[BEGIN]
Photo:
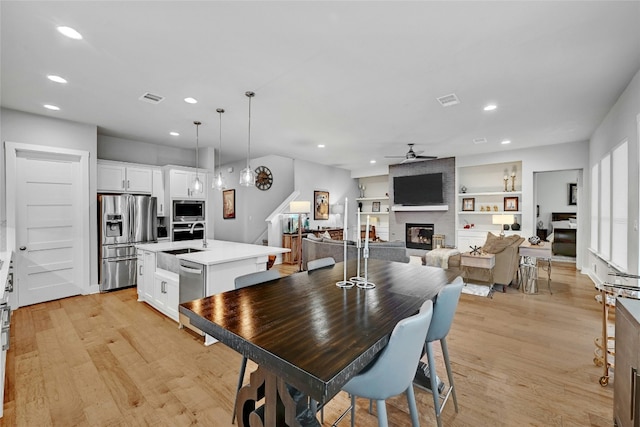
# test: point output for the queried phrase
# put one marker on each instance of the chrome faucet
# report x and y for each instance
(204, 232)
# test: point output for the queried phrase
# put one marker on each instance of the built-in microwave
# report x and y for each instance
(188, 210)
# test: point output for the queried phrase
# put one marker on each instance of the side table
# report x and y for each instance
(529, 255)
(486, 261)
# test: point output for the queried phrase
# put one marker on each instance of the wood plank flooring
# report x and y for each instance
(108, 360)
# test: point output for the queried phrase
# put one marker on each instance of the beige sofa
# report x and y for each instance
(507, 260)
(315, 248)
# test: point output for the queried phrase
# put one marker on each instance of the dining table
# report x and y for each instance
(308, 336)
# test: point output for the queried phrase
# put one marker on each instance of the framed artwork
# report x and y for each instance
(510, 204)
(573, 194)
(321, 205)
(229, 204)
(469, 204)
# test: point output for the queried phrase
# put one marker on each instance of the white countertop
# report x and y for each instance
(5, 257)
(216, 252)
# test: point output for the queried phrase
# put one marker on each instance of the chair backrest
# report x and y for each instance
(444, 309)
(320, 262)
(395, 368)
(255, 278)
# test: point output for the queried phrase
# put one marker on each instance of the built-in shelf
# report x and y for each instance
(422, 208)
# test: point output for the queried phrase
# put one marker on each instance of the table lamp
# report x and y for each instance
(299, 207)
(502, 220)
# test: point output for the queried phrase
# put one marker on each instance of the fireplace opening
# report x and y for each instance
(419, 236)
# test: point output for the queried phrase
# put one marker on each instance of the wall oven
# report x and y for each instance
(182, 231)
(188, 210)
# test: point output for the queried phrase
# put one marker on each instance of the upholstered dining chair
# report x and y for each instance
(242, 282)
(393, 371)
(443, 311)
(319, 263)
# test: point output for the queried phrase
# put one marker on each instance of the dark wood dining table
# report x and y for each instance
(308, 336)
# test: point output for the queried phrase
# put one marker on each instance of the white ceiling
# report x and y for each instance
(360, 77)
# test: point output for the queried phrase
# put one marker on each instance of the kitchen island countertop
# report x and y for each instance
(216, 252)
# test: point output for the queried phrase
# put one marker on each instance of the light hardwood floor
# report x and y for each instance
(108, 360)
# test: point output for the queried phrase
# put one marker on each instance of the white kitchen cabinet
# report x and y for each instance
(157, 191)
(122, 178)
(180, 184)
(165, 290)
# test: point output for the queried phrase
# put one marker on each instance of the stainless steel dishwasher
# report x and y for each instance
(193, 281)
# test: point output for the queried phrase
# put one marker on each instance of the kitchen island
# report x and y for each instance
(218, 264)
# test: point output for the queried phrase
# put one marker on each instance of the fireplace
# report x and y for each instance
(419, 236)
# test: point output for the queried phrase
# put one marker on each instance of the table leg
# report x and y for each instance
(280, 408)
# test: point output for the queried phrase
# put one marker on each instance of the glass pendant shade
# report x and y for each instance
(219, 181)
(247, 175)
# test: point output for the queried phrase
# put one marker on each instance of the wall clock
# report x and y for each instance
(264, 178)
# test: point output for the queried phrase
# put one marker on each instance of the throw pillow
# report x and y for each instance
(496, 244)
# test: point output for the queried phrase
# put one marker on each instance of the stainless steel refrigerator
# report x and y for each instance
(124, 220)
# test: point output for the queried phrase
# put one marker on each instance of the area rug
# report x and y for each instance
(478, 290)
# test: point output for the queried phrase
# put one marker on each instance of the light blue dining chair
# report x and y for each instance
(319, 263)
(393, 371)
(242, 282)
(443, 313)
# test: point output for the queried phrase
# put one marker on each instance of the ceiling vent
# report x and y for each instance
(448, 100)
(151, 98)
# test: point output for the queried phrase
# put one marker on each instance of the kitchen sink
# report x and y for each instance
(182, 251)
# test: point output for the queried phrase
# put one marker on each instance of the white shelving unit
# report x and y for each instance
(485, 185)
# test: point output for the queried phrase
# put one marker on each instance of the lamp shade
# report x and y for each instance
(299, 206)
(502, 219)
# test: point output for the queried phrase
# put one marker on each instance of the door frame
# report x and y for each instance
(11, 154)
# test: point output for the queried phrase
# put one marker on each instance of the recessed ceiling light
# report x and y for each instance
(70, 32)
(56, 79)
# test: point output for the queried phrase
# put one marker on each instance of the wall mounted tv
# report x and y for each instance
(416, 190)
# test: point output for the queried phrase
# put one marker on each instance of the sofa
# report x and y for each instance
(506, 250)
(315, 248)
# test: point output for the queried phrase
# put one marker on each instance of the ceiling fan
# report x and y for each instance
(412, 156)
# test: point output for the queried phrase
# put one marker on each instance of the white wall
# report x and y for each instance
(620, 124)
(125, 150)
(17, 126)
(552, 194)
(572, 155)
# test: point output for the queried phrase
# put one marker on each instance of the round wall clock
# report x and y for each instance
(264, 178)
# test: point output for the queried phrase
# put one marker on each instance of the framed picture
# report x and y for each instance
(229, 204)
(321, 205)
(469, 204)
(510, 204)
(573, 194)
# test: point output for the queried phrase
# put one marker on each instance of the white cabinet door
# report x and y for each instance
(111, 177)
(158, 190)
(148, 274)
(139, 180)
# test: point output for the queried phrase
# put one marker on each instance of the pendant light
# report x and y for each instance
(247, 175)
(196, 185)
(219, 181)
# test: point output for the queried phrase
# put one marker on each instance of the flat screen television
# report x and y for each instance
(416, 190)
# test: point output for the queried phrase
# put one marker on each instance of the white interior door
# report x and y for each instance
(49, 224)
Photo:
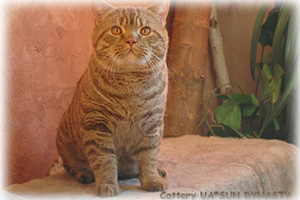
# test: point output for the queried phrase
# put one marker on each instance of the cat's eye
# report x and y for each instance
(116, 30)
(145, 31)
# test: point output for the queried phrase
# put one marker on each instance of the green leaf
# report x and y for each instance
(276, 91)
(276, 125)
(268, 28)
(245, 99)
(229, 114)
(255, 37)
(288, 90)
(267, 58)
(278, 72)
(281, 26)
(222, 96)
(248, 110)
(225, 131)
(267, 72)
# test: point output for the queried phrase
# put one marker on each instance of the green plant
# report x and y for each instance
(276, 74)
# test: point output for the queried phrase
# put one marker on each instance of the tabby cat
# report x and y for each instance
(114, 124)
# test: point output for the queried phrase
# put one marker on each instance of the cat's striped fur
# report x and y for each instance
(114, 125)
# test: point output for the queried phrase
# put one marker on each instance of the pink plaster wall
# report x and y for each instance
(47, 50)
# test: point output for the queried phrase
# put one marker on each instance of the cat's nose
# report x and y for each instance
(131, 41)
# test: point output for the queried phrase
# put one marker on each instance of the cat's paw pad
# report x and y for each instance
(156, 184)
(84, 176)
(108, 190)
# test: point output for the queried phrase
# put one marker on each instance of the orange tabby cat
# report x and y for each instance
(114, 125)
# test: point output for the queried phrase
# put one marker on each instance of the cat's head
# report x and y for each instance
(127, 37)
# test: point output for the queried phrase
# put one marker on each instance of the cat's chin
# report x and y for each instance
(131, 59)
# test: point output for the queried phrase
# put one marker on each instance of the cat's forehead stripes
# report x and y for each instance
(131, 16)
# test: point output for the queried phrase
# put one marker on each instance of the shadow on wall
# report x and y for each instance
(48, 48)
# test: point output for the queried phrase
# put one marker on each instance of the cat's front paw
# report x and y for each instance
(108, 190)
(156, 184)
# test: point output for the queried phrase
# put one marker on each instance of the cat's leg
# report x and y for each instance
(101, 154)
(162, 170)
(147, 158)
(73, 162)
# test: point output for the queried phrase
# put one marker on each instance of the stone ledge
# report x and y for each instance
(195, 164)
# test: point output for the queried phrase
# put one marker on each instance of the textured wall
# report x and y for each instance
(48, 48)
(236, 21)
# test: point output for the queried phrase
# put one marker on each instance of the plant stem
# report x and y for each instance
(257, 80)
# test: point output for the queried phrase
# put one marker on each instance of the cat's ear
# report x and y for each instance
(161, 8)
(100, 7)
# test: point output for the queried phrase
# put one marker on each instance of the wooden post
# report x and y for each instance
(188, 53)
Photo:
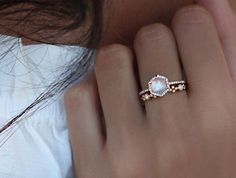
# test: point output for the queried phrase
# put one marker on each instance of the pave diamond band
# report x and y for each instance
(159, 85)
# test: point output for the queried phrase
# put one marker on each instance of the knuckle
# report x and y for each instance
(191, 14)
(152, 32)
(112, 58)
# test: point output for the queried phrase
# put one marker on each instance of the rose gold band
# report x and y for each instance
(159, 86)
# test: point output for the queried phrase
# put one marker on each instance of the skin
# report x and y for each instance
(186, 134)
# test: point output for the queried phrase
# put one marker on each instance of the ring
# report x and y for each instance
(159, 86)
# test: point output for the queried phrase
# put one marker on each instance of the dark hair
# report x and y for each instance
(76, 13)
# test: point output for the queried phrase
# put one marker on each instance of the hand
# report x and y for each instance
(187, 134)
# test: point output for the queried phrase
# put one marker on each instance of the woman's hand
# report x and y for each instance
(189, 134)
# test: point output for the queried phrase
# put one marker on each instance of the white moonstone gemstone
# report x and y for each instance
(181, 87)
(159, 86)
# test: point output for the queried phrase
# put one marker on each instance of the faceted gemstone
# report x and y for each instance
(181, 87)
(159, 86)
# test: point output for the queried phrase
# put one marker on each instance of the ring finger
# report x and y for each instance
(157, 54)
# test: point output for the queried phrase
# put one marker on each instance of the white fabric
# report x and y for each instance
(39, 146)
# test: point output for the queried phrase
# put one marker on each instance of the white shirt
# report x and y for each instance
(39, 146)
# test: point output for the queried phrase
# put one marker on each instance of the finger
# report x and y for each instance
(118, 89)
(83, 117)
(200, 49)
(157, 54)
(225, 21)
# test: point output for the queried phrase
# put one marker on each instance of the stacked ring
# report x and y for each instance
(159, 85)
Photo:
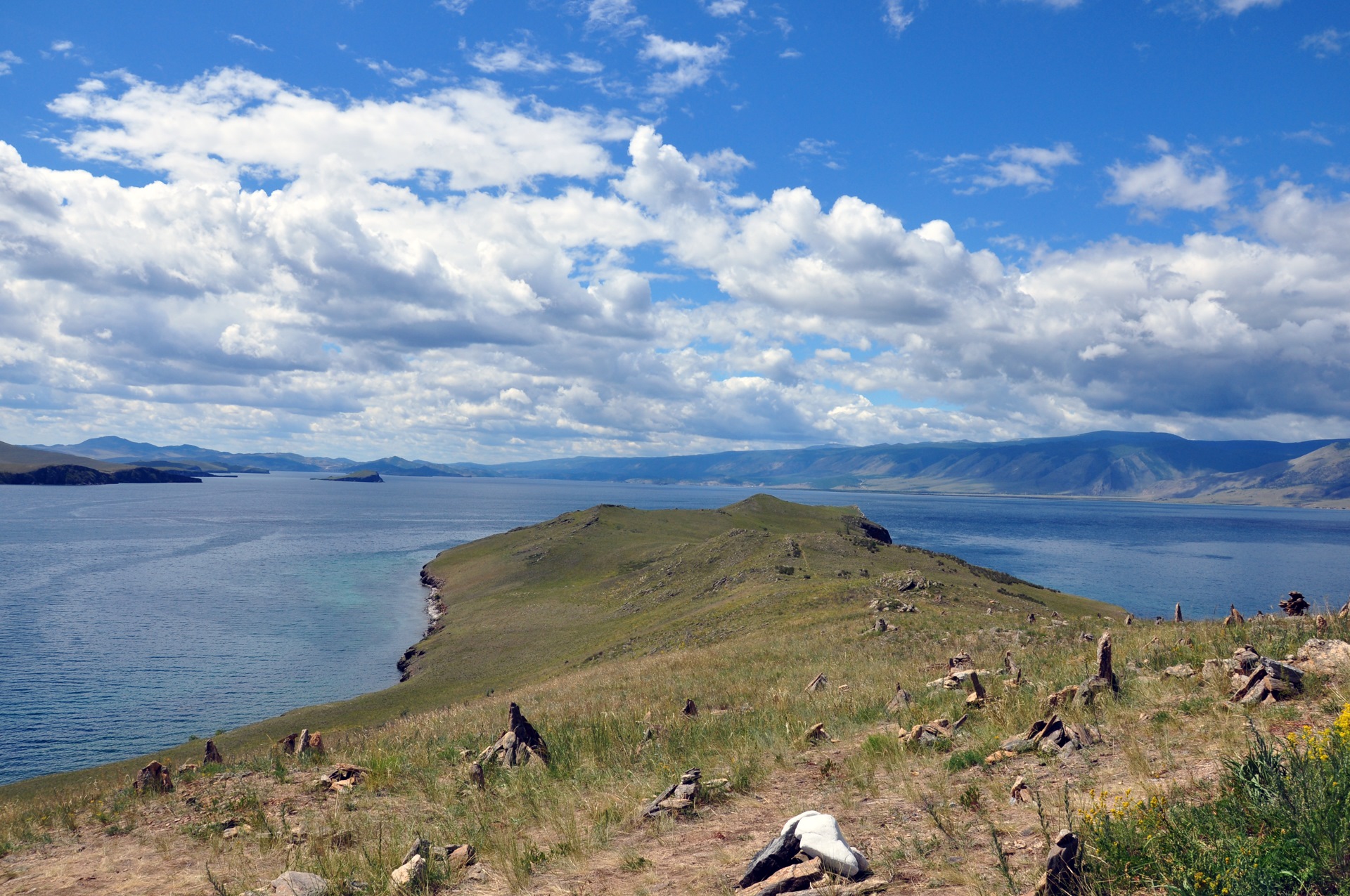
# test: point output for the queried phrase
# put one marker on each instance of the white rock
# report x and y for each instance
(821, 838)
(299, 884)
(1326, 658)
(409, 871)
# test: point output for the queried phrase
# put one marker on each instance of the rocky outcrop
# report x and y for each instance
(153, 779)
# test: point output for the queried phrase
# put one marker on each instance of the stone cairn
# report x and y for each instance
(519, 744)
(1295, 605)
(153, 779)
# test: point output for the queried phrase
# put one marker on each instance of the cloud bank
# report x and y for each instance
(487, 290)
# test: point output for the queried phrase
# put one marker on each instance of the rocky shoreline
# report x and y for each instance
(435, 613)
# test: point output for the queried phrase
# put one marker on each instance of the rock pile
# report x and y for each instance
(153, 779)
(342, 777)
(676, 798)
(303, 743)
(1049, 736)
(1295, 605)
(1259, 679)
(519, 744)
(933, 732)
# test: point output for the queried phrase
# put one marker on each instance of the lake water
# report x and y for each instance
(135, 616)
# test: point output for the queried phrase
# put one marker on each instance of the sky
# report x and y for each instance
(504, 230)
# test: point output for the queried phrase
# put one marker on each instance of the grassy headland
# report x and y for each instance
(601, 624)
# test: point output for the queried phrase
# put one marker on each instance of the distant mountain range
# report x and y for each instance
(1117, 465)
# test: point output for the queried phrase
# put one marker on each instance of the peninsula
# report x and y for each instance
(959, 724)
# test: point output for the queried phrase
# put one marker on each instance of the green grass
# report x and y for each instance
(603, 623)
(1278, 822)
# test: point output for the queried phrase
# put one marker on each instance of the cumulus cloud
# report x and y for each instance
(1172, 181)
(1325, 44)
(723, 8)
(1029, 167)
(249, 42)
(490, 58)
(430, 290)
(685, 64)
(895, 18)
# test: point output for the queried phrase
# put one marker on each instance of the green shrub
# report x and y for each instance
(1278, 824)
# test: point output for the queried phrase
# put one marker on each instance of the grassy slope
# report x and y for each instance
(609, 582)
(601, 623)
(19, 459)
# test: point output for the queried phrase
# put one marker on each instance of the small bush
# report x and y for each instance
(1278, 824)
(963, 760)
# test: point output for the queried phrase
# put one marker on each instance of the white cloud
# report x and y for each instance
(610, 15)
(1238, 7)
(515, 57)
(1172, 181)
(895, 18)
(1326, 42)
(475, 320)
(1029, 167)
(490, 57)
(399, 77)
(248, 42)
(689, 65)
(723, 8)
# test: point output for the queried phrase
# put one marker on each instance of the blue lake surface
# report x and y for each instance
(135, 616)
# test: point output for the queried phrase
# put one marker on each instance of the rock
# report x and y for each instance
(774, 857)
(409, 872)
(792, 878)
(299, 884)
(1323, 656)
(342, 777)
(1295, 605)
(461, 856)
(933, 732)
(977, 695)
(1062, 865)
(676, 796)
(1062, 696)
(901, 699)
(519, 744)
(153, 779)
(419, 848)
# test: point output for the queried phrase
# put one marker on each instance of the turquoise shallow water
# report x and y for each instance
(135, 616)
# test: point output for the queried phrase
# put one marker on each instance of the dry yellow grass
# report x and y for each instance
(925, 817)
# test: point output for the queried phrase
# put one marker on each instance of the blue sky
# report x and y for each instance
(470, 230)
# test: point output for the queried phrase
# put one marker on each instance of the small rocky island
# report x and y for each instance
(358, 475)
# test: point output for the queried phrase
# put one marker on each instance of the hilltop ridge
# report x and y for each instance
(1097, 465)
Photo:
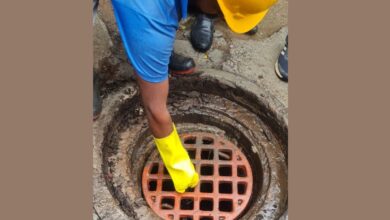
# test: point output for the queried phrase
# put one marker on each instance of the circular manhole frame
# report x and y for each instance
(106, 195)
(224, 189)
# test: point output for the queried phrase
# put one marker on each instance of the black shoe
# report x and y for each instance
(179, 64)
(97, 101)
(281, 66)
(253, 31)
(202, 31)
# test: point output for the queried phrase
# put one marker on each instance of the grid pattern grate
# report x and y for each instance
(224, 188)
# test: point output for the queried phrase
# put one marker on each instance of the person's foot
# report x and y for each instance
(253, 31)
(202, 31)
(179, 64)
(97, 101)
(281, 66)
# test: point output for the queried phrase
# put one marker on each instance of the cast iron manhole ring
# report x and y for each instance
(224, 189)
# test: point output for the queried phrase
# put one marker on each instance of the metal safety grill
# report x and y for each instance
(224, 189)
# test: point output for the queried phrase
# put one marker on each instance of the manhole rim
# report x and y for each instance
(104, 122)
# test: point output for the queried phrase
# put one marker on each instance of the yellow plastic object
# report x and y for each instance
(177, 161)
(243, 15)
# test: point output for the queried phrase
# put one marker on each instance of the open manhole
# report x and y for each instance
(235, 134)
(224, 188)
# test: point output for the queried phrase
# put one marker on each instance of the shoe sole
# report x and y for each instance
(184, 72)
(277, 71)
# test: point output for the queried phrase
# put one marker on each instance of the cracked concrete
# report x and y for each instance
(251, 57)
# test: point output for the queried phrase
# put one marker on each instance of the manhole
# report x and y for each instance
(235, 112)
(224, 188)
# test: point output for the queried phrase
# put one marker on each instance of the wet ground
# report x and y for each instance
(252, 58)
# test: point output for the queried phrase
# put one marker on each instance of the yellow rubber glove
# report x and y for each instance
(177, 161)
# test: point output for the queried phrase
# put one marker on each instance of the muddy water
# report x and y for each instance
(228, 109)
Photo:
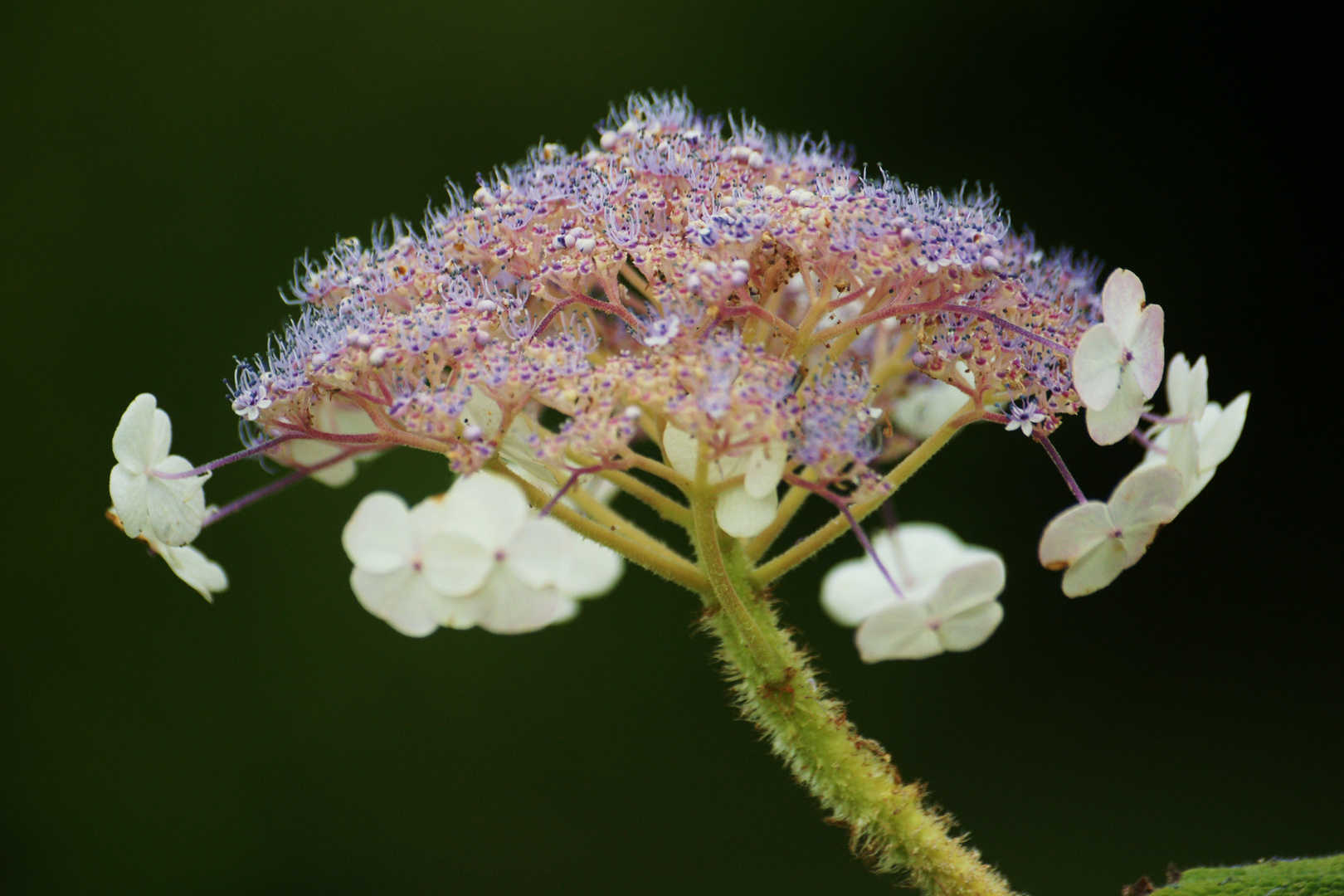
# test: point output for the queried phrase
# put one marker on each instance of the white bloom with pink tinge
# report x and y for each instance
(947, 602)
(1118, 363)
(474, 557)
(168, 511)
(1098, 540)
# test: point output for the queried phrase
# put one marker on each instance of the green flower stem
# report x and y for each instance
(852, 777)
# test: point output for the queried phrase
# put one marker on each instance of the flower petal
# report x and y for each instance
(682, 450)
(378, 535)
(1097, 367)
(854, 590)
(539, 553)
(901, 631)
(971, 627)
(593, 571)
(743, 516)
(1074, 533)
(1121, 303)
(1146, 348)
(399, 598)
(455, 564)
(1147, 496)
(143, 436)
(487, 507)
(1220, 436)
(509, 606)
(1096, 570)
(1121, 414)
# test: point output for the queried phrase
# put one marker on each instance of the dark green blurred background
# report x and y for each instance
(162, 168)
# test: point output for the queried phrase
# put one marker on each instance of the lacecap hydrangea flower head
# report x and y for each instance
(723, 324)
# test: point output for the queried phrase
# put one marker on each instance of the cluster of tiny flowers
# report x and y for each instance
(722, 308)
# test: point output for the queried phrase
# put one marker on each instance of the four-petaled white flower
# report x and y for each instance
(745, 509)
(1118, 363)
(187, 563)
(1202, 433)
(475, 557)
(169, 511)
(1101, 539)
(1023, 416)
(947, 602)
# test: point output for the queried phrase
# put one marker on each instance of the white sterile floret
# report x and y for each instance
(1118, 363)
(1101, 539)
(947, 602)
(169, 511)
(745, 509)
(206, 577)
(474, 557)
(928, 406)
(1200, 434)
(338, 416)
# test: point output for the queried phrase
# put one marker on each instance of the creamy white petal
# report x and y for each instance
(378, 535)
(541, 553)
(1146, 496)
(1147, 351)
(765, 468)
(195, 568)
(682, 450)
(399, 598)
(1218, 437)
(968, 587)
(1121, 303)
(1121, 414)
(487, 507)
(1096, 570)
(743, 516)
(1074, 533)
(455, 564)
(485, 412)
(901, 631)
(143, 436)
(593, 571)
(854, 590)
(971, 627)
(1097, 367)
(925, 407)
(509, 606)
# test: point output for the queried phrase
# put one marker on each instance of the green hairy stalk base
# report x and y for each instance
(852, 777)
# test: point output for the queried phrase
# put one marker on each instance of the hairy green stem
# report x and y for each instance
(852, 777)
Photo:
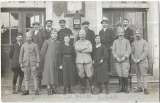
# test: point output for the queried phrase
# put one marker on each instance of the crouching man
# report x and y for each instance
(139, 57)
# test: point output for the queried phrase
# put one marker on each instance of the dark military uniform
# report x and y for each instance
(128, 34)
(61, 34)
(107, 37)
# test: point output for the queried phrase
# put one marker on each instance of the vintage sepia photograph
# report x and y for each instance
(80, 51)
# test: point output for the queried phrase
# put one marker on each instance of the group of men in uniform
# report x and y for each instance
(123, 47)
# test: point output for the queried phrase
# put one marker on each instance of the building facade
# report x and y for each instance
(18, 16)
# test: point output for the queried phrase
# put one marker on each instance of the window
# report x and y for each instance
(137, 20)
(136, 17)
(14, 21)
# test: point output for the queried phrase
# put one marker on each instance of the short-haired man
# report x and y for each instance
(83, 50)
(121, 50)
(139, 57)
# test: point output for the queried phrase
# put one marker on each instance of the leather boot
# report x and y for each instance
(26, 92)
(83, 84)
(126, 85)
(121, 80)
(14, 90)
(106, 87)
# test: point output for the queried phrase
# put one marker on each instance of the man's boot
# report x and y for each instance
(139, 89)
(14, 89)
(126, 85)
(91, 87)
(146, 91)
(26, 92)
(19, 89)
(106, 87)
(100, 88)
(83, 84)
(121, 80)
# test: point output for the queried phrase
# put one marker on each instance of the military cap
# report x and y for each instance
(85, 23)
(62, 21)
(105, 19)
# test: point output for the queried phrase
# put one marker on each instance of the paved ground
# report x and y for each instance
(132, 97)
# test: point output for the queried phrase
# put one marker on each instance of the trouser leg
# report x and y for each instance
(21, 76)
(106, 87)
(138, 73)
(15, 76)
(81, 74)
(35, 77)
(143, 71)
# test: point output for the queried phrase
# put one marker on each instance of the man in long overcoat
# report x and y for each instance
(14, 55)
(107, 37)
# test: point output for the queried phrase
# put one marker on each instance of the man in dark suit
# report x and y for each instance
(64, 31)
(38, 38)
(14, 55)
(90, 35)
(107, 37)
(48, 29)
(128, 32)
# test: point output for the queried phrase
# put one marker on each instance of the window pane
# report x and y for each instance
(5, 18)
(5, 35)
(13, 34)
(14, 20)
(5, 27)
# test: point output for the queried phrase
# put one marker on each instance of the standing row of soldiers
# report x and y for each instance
[END]
Problem to work on. From the material above, copy every line that contains the string "framed". Letter case must match.

Exercise solution.
# put one marker on each instance of the framed artwork
# put one marker on each instance of the framed picture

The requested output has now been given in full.